## WORK TO DO
Without altering anything, output the material below.

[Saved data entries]
══════════════════════════════

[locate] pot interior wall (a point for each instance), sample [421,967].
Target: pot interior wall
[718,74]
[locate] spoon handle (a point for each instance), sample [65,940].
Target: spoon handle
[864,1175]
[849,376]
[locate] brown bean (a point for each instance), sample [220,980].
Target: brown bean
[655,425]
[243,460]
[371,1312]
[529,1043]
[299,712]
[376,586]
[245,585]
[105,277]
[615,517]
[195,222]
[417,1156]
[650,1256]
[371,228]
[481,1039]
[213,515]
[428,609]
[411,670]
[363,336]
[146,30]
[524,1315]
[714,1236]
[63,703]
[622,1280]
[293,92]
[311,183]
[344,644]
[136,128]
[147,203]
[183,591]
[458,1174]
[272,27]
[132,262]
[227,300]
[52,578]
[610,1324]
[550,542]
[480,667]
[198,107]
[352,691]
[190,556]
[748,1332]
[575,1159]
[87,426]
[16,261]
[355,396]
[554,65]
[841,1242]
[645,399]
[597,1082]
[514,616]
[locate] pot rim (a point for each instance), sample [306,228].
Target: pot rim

══════════════════════════════

## SOLUTION FOR THIS EXERCISE
[locate] pot interior wall (a point for each instance), sample [421,967].
Target: pot interior wall
[718,74]
[locate] spoon handle (a point for each instance), sample [65,940].
Target: spoon handle
[864,1175]
[849,376]
[locate] brown bean (a point for each instance), sample [220,980].
Target: brown bean
[655,425]
[243,460]
[371,1312]
[529,1043]
[299,712]
[376,586]
[245,585]
[105,277]
[615,517]
[195,222]
[417,1156]
[650,1256]
[371,228]
[481,1039]
[213,515]
[428,609]
[411,670]
[363,336]
[146,30]
[524,1315]
[714,1236]
[63,703]
[622,1280]
[293,92]
[311,183]
[344,644]
[136,128]
[147,203]
[183,591]
[458,1174]
[272,27]
[132,262]
[227,300]
[52,578]
[610,1324]
[550,542]
[480,667]
[198,107]
[352,691]
[190,556]
[748,1332]
[575,1159]
[87,426]
[16,261]
[355,396]
[554,65]
[841,1242]
[645,399]
[597,1082]
[514,616]
[locate] pot rim (a point for each instance), sample [306,228].
Target: pot rim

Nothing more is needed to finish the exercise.